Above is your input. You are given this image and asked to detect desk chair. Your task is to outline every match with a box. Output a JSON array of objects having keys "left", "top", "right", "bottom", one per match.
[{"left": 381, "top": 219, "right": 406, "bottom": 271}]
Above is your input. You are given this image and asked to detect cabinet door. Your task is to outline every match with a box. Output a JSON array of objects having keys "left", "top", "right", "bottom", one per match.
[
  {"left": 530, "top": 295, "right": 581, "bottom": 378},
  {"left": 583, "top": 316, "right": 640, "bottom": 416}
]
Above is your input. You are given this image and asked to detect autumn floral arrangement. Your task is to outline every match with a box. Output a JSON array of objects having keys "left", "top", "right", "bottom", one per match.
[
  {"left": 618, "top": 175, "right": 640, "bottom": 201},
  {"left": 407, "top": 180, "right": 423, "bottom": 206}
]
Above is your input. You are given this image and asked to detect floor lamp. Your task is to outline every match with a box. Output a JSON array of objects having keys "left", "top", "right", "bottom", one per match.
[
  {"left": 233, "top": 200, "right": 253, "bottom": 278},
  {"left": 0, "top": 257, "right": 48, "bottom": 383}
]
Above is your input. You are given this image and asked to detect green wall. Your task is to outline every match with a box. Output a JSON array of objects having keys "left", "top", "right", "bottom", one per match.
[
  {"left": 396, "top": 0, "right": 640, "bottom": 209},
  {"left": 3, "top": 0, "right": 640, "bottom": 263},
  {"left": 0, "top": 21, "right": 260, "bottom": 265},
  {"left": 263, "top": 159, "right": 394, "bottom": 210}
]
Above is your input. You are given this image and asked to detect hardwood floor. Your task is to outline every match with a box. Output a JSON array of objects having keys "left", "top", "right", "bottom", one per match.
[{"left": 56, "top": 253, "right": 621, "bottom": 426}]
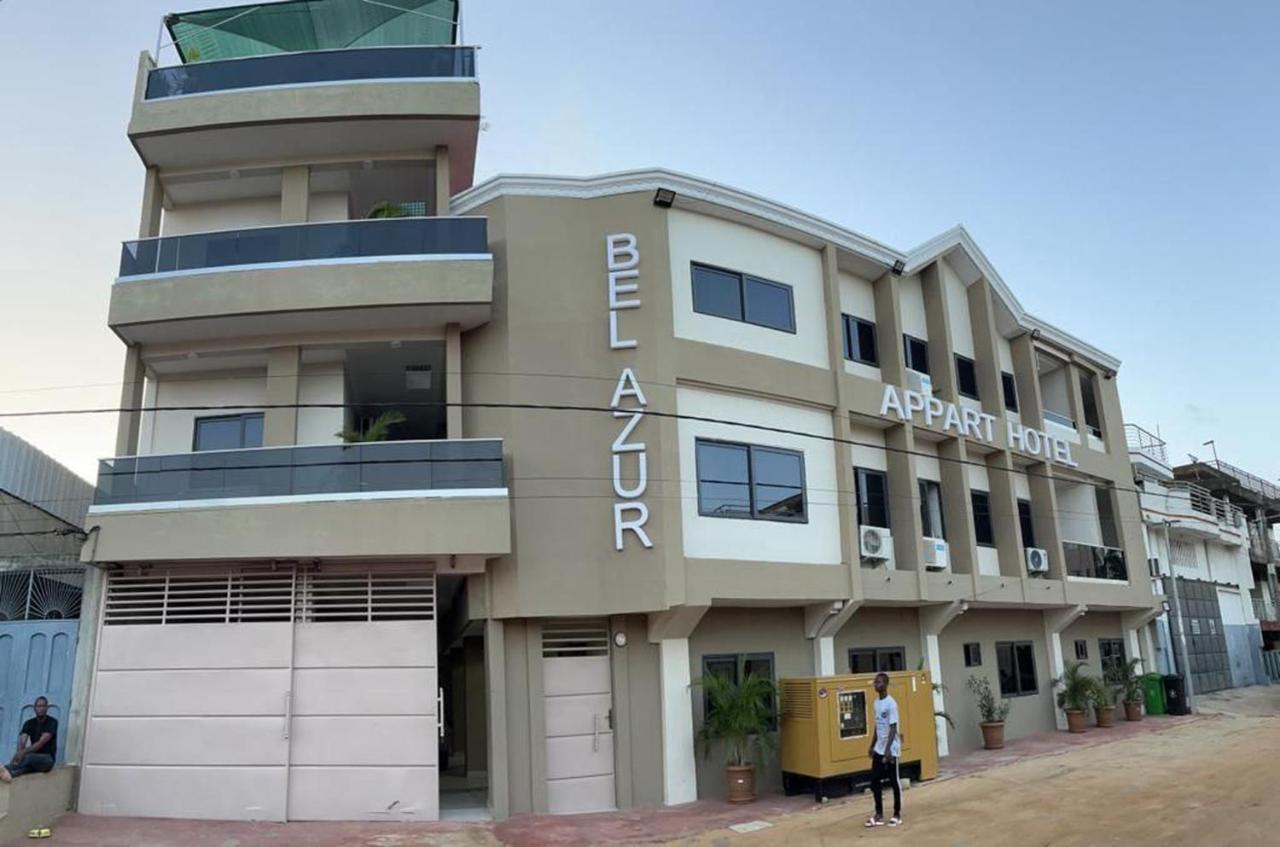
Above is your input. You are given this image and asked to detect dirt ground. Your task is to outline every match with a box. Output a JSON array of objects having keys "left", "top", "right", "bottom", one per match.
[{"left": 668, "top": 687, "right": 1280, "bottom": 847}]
______________________________
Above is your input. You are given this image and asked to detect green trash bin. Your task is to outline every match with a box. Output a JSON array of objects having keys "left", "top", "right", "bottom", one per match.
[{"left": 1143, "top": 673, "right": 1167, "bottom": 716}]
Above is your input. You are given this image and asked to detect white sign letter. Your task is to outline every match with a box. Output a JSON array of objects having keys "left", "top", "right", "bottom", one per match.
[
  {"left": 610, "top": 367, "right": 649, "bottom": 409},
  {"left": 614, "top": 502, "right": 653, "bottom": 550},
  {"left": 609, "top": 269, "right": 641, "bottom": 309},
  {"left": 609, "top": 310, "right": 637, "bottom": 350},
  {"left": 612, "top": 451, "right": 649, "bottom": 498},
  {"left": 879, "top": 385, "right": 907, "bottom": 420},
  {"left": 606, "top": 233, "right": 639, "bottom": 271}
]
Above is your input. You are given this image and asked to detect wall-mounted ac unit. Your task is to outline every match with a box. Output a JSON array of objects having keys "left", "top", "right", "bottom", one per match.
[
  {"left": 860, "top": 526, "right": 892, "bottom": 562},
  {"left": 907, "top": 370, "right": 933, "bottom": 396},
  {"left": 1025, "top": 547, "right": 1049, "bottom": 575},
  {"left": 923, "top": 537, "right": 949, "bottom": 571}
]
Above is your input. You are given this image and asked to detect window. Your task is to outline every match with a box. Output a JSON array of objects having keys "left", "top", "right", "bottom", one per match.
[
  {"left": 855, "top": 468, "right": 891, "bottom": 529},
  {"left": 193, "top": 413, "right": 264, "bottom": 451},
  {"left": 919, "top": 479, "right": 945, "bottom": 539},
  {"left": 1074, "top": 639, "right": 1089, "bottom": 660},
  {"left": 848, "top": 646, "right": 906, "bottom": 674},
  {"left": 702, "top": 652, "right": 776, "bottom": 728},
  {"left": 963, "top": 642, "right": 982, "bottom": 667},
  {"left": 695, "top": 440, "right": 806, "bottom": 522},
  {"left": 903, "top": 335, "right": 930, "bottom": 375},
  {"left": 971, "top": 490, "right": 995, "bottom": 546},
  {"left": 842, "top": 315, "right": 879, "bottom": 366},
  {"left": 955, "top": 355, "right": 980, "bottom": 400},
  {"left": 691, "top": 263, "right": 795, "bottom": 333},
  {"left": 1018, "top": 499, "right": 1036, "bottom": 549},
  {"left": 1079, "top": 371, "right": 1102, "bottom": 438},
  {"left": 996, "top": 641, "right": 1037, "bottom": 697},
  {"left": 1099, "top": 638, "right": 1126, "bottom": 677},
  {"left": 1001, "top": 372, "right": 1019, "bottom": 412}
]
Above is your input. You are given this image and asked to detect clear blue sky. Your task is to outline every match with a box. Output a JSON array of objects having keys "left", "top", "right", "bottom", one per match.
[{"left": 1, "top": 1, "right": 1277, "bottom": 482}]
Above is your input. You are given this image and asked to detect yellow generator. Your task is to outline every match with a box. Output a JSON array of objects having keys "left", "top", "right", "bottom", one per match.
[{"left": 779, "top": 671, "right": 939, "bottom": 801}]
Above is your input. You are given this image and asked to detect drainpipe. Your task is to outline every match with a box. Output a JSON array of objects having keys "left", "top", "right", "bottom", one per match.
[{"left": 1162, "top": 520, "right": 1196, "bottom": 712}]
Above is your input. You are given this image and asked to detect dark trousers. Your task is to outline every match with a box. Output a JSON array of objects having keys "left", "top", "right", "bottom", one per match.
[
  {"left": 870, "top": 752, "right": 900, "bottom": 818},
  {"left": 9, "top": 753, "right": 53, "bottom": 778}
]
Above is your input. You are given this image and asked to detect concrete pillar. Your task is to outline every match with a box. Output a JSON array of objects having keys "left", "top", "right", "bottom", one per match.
______________________________
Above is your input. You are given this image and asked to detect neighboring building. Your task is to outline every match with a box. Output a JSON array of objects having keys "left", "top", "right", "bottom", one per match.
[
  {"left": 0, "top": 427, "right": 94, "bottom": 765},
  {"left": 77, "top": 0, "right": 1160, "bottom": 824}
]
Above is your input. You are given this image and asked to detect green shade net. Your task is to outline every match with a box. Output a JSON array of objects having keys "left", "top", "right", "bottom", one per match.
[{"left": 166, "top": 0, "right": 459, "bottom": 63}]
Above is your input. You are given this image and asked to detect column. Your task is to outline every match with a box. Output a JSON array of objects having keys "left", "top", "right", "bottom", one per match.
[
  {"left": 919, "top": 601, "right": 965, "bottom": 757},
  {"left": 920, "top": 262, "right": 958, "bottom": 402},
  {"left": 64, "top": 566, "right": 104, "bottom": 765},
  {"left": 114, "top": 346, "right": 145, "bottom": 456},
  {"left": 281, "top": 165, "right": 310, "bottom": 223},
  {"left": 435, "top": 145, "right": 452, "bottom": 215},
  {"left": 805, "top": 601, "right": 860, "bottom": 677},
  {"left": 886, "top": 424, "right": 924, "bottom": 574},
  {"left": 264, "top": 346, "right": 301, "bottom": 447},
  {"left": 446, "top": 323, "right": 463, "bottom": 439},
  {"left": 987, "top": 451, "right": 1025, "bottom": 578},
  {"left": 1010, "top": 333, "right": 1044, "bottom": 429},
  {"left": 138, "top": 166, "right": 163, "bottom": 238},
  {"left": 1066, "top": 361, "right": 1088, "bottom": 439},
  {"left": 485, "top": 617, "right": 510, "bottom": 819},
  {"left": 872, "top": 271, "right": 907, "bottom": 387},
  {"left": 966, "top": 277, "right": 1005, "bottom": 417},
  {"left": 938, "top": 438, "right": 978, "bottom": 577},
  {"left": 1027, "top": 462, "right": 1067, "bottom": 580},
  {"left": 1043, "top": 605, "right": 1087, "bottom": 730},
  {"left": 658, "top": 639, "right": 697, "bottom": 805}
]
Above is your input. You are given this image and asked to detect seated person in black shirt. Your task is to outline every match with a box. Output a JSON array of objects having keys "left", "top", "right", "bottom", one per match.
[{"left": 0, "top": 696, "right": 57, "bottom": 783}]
______________________________
- **Your task**
Your answer should consist only of the lines above between the line holding "to detect drainpipe." and the line holding "to detect concrete", inclusive, each transcribed exactly.

- **Response for this exercise**
Above is your input. You are given this image and asked to detect drainpipe. Your task is to outline every match with a box. Output a JSON array of objects having keys "left", "top", "right", "bottom", one per match.
[{"left": 1162, "top": 520, "right": 1196, "bottom": 712}]
Above is your input. You are given this image and asked to detect dark trousers. Your task is to outline every match with a box. Output a JSON array of objects having keys "left", "top", "right", "bottom", one per match.
[
  {"left": 870, "top": 752, "right": 900, "bottom": 818},
  {"left": 9, "top": 753, "right": 53, "bottom": 778}
]
Above is your input. You are given this image and asked to detect concrete pillar. Your task is to outline every match with a box. Output a JSON array of objects having keys "left", "top", "right", "bottom", one per match.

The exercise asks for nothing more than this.